> _Exercise objective_: Look through the data below and show every line that includes "turquoise".

> _Data provided_:
++++++
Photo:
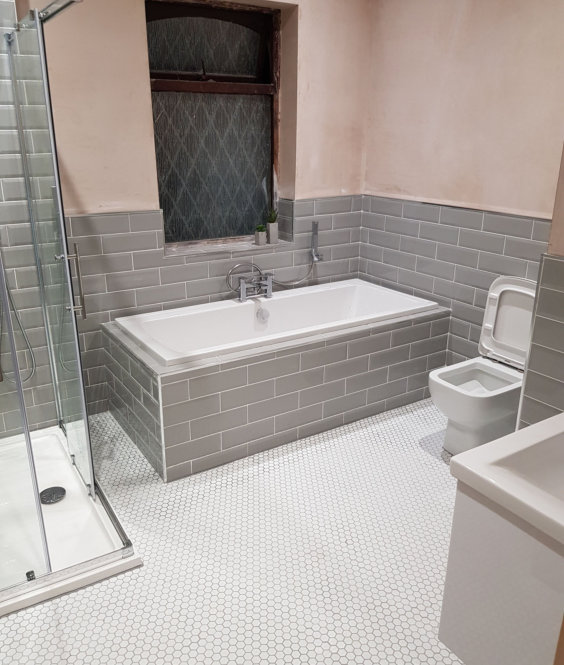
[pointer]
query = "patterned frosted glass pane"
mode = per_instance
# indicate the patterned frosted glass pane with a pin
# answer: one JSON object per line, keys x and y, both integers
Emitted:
{"x": 213, "y": 163}
{"x": 182, "y": 44}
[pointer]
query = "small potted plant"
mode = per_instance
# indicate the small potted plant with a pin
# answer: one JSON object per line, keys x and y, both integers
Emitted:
{"x": 272, "y": 227}
{"x": 260, "y": 235}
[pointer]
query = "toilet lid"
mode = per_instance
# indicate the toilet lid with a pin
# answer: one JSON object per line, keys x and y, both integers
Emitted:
{"x": 506, "y": 331}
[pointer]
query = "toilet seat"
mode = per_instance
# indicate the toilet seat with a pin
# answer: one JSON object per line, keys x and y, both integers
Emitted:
{"x": 478, "y": 377}
{"x": 506, "y": 329}
{"x": 480, "y": 396}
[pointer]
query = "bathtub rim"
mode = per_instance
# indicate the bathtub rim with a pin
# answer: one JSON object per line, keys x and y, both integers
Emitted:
{"x": 256, "y": 346}
{"x": 210, "y": 364}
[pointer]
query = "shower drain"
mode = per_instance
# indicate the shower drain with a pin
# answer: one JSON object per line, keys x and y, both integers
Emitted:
{"x": 52, "y": 495}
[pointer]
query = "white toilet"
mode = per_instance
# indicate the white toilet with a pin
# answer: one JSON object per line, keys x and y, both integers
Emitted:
{"x": 480, "y": 397}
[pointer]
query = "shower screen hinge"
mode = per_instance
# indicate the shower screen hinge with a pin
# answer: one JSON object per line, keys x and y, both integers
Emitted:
{"x": 76, "y": 258}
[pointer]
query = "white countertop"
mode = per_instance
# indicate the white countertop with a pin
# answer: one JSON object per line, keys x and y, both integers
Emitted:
{"x": 523, "y": 472}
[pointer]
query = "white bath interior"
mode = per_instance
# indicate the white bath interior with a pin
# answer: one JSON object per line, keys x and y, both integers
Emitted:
{"x": 189, "y": 333}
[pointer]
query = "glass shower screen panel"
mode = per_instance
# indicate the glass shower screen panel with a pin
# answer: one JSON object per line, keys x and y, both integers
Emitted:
{"x": 23, "y": 545}
{"x": 33, "y": 110}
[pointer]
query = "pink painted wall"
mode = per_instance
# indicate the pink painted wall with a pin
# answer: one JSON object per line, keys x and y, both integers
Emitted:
{"x": 102, "y": 106}
{"x": 466, "y": 102}
{"x": 453, "y": 102}
{"x": 98, "y": 68}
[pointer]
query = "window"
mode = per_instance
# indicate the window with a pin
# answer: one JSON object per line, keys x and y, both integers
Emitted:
{"x": 214, "y": 83}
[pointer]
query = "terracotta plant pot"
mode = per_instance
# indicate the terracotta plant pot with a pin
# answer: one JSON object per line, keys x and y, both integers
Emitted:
{"x": 260, "y": 237}
{"x": 272, "y": 233}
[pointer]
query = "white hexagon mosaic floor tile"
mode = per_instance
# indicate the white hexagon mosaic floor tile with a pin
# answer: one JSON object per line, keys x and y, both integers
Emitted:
{"x": 329, "y": 550}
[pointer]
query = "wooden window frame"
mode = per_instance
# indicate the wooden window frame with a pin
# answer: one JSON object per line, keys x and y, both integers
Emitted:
{"x": 260, "y": 19}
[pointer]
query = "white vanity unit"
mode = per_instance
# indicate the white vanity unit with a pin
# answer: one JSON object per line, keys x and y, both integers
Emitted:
{"x": 504, "y": 593}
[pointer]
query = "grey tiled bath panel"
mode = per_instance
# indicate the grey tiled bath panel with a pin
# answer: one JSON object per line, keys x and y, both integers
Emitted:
{"x": 543, "y": 388}
{"x": 190, "y": 419}
{"x": 126, "y": 271}
{"x": 447, "y": 254}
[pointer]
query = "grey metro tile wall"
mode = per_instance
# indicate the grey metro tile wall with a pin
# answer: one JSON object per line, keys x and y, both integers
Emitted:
{"x": 228, "y": 410}
{"x": 127, "y": 271}
{"x": 543, "y": 389}
{"x": 449, "y": 255}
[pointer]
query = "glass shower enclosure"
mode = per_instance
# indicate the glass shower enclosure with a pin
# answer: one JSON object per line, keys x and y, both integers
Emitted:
{"x": 44, "y": 435}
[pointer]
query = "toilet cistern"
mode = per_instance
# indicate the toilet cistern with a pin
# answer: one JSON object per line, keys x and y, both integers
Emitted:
{"x": 480, "y": 397}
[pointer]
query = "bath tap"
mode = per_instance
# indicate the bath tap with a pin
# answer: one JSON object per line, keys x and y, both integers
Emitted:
{"x": 315, "y": 255}
{"x": 250, "y": 287}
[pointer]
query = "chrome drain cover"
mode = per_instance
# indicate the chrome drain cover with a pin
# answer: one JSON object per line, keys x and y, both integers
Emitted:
{"x": 52, "y": 495}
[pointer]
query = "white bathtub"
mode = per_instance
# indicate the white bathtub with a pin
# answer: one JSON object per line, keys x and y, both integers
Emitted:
{"x": 188, "y": 333}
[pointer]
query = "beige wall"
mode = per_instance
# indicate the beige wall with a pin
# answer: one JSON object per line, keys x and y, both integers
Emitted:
{"x": 102, "y": 107}
{"x": 334, "y": 41}
{"x": 466, "y": 102}
{"x": 556, "y": 242}
{"x": 454, "y": 102}
{"x": 98, "y": 67}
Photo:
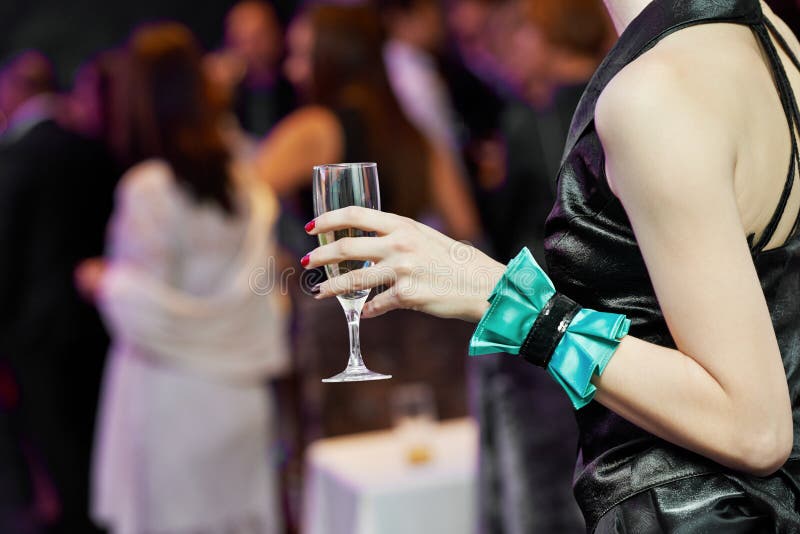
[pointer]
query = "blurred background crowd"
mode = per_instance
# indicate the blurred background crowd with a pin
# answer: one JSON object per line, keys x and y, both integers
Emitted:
{"x": 160, "y": 356}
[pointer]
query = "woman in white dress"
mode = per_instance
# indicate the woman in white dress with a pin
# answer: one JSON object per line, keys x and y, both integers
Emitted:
{"x": 184, "y": 438}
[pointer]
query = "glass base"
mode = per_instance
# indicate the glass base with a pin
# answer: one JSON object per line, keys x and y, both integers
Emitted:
{"x": 356, "y": 374}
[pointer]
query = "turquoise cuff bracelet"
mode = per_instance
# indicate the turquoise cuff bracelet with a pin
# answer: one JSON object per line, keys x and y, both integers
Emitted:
{"x": 526, "y": 316}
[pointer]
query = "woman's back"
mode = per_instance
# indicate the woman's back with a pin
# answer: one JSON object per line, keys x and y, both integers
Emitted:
{"x": 717, "y": 82}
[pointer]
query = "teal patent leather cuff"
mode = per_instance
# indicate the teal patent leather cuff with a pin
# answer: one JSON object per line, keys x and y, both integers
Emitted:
{"x": 585, "y": 348}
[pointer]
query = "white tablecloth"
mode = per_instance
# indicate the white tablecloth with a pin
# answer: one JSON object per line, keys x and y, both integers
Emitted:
{"x": 363, "y": 484}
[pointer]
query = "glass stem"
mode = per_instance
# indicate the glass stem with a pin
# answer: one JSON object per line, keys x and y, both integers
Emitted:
{"x": 353, "y": 322}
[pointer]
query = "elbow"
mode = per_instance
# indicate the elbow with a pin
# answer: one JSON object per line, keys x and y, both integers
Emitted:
{"x": 764, "y": 448}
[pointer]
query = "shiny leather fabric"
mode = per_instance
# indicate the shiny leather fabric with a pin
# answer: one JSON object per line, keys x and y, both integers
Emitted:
{"x": 593, "y": 258}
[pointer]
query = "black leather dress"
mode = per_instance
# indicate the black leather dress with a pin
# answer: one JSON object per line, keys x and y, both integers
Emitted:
{"x": 628, "y": 480}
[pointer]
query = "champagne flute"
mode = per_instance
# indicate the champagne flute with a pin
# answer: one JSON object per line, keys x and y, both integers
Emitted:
{"x": 338, "y": 186}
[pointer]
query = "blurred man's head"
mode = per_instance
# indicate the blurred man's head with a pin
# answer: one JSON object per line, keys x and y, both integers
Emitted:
{"x": 419, "y": 23}
{"x": 541, "y": 45}
{"x": 28, "y": 75}
{"x": 253, "y": 33}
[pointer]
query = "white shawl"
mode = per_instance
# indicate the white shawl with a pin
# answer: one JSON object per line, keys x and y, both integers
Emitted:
{"x": 233, "y": 333}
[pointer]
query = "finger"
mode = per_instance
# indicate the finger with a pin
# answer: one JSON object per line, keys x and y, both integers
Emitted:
{"x": 348, "y": 248}
{"x": 383, "y": 303}
{"x": 357, "y": 280}
{"x": 356, "y": 217}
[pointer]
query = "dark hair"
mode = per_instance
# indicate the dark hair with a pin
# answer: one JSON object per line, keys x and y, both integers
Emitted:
{"x": 32, "y": 72}
{"x": 349, "y": 74}
{"x": 172, "y": 113}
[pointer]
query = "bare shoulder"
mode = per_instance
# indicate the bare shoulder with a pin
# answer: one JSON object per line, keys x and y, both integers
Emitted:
{"x": 659, "y": 116}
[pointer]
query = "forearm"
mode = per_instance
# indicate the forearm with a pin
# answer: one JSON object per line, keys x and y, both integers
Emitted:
{"x": 672, "y": 396}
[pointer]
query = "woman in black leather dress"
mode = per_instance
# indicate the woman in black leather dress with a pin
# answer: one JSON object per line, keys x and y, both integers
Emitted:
{"x": 675, "y": 207}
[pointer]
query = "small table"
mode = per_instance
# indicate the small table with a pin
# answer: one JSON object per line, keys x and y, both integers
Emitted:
{"x": 363, "y": 484}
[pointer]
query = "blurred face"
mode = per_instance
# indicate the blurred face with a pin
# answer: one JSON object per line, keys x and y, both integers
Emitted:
{"x": 520, "y": 51}
{"x": 85, "y": 108}
{"x": 299, "y": 64}
{"x": 430, "y": 24}
{"x": 253, "y": 33}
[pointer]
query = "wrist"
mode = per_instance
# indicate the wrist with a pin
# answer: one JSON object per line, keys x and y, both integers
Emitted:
{"x": 485, "y": 281}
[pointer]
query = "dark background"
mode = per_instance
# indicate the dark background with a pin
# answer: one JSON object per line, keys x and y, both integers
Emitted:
{"x": 72, "y": 31}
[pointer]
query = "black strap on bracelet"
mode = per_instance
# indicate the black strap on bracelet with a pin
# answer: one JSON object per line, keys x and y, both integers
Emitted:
{"x": 548, "y": 329}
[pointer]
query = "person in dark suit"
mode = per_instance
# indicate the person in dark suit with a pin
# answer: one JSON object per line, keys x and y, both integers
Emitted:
{"x": 525, "y": 475}
{"x": 55, "y": 198}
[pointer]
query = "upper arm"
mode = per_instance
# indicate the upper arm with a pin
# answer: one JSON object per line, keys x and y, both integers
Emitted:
{"x": 140, "y": 228}
{"x": 309, "y": 136}
{"x": 451, "y": 196}
{"x": 671, "y": 161}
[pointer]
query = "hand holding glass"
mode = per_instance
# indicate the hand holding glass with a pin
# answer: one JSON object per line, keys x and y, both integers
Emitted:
{"x": 338, "y": 186}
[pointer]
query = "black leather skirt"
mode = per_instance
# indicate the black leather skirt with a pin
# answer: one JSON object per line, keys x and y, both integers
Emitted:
{"x": 711, "y": 503}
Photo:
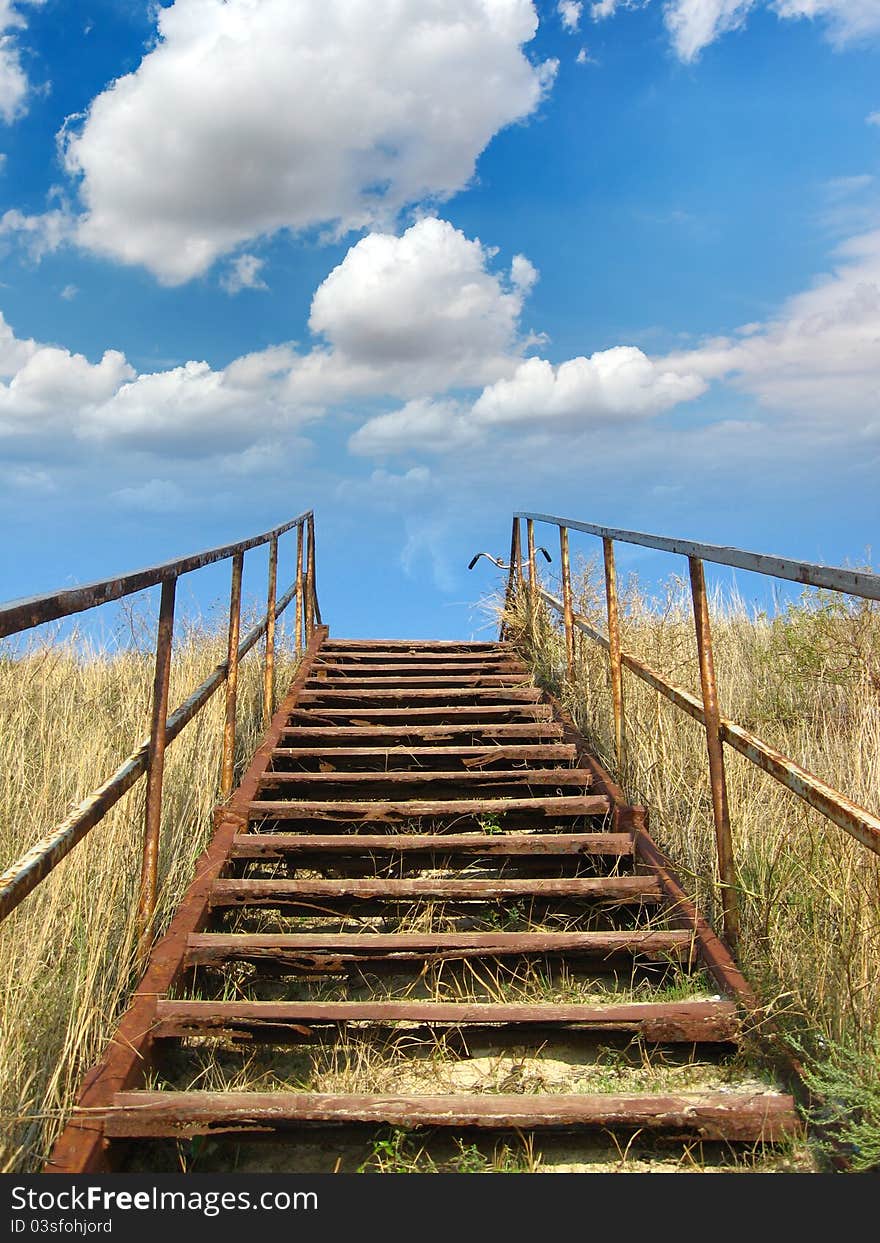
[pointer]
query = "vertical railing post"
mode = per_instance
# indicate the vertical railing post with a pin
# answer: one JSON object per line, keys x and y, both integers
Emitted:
{"x": 716, "y": 758}
{"x": 532, "y": 578}
{"x": 310, "y": 584}
{"x": 312, "y": 576}
{"x": 269, "y": 665}
{"x": 614, "y": 650}
{"x": 149, "y": 866}
{"x": 298, "y": 592}
{"x": 228, "y": 770}
{"x": 512, "y": 581}
{"x": 567, "y": 602}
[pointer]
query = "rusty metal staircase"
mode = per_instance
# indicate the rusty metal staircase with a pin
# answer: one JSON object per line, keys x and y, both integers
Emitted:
{"x": 415, "y": 808}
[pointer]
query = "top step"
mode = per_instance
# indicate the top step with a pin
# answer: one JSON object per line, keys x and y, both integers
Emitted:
{"x": 412, "y": 645}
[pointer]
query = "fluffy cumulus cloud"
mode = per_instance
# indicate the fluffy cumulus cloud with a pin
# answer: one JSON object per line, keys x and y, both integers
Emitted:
{"x": 45, "y": 389}
{"x": 424, "y": 301}
{"x": 695, "y": 24}
{"x": 228, "y": 129}
{"x": 244, "y": 274}
{"x": 612, "y": 385}
{"x": 405, "y": 316}
{"x": 14, "y": 85}
{"x": 569, "y": 14}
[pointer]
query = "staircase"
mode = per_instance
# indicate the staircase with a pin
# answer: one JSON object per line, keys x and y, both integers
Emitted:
{"x": 423, "y": 889}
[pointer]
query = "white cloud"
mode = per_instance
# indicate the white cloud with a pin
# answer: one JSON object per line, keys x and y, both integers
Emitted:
{"x": 421, "y": 425}
{"x": 384, "y": 490}
{"x": 41, "y": 234}
{"x": 252, "y": 116}
{"x": 818, "y": 359}
{"x": 14, "y": 85}
{"x": 848, "y": 20}
{"x": 399, "y": 317}
{"x": 615, "y": 384}
{"x": 695, "y": 24}
{"x": 244, "y": 274}
{"x": 423, "y": 305}
{"x": 569, "y": 13}
{"x": 51, "y": 388}
{"x": 619, "y": 383}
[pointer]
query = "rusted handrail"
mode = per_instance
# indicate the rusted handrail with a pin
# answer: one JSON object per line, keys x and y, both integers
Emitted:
{"x": 24, "y": 875}
{"x": 833, "y": 804}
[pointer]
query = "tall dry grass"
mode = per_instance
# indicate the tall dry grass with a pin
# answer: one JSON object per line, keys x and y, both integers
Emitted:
{"x": 68, "y": 715}
{"x": 807, "y": 680}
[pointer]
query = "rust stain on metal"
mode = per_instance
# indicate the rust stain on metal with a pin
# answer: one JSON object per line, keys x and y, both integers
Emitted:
{"x": 711, "y": 711}
{"x": 82, "y": 1145}
{"x": 155, "y": 767}
{"x": 22, "y": 876}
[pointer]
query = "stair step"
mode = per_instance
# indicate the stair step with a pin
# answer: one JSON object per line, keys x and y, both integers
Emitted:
{"x": 279, "y": 845}
{"x": 413, "y": 645}
{"x": 557, "y": 777}
{"x": 494, "y": 695}
{"x": 676, "y": 1023}
{"x": 471, "y": 757}
{"x": 332, "y": 951}
{"x": 375, "y": 671}
{"x": 615, "y": 890}
{"x": 407, "y": 809}
{"x": 536, "y": 730}
{"x": 762, "y": 1116}
{"x": 482, "y": 712}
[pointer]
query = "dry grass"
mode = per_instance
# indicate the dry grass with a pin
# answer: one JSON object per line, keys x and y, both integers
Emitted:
{"x": 68, "y": 715}
{"x": 808, "y": 681}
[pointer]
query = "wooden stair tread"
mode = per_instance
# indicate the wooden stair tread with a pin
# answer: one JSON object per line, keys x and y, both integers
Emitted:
{"x": 470, "y": 756}
{"x": 678, "y": 1022}
{"x": 334, "y": 949}
{"x": 259, "y": 891}
{"x": 266, "y": 845}
{"x": 495, "y": 730}
{"x": 581, "y": 777}
{"x": 535, "y": 711}
{"x": 367, "y": 811}
{"x": 755, "y": 1116}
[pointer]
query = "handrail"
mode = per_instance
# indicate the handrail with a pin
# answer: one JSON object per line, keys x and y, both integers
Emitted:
{"x": 833, "y": 804}
{"x": 837, "y": 578}
{"x": 148, "y": 758}
{"x": 24, "y": 614}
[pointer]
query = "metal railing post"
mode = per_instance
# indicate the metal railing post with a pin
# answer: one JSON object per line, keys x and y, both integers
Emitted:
{"x": 615, "y": 668}
{"x": 716, "y": 758}
{"x": 510, "y": 594}
{"x": 312, "y": 576}
{"x": 567, "y": 602}
{"x": 307, "y": 602}
{"x": 269, "y": 664}
{"x": 228, "y": 771}
{"x": 155, "y": 768}
{"x": 298, "y": 592}
{"x": 532, "y": 577}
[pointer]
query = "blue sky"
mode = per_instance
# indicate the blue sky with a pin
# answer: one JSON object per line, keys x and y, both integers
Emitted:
{"x": 420, "y": 262}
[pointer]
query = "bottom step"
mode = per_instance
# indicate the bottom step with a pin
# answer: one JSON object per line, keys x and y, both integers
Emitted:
{"x": 750, "y": 1118}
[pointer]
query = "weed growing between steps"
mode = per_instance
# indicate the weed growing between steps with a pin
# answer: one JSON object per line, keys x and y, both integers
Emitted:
{"x": 68, "y": 715}
{"x": 806, "y": 679}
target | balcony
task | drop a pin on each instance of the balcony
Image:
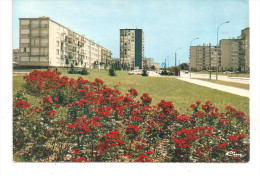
(39, 45)
(38, 54)
(39, 35)
(39, 26)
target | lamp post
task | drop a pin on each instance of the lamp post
(219, 48)
(175, 55)
(190, 46)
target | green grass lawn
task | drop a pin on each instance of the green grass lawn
(181, 93)
(233, 84)
(246, 75)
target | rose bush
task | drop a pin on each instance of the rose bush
(83, 121)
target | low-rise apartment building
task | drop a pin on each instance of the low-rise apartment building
(231, 54)
(47, 43)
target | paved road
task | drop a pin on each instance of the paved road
(229, 89)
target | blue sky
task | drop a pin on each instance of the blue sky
(167, 24)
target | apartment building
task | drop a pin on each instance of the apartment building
(15, 55)
(244, 50)
(47, 43)
(229, 54)
(132, 47)
(204, 57)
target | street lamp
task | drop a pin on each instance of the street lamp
(190, 46)
(175, 55)
(218, 47)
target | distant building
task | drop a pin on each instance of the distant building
(244, 50)
(46, 43)
(229, 54)
(148, 62)
(132, 47)
(156, 65)
(15, 55)
(203, 57)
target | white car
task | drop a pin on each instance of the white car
(135, 72)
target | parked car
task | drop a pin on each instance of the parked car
(135, 72)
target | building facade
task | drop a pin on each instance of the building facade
(46, 43)
(230, 55)
(132, 47)
(15, 55)
(203, 57)
(244, 50)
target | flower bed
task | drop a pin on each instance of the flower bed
(82, 121)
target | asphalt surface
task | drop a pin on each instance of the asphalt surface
(224, 88)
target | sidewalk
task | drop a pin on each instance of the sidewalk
(229, 89)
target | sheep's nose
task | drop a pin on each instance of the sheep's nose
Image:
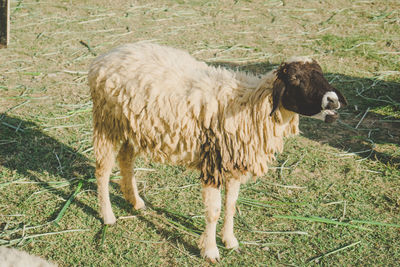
(330, 101)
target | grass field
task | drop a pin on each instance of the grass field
(331, 199)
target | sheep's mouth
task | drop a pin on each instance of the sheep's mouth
(331, 115)
(327, 115)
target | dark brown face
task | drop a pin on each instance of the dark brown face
(301, 87)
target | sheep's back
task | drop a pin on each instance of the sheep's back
(157, 97)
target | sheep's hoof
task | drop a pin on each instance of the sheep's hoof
(231, 243)
(139, 204)
(211, 255)
(109, 220)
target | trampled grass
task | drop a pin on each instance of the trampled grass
(331, 199)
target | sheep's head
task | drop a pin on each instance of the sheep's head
(301, 87)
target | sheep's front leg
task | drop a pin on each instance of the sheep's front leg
(232, 186)
(212, 203)
(128, 184)
(104, 162)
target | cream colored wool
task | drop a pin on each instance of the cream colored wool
(173, 108)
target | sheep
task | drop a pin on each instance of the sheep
(160, 102)
(11, 257)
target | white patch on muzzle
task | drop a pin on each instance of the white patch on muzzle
(322, 115)
(332, 96)
(329, 96)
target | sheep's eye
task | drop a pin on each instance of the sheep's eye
(295, 80)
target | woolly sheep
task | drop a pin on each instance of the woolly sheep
(162, 103)
(11, 257)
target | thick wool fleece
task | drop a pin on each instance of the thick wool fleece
(176, 109)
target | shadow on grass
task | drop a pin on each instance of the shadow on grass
(32, 154)
(354, 132)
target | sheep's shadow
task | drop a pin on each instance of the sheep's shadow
(354, 132)
(29, 152)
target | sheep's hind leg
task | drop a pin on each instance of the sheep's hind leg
(128, 185)
(232, 186)
(104, 153)
(212, 203)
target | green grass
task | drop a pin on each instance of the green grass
(331, 199)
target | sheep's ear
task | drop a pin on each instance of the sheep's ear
(342, 99)
(277, 93)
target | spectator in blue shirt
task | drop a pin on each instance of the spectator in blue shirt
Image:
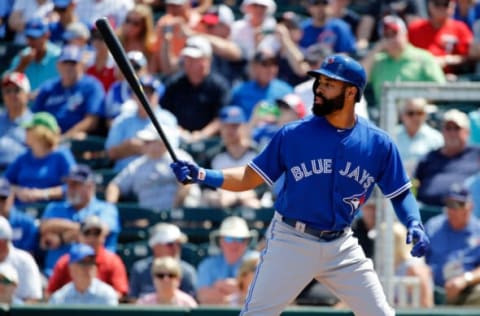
++++++
> _Answer for this exercise_:
query = "turquoise cuff bracelet"
# indicate the turquoise cuff bracelet with a pin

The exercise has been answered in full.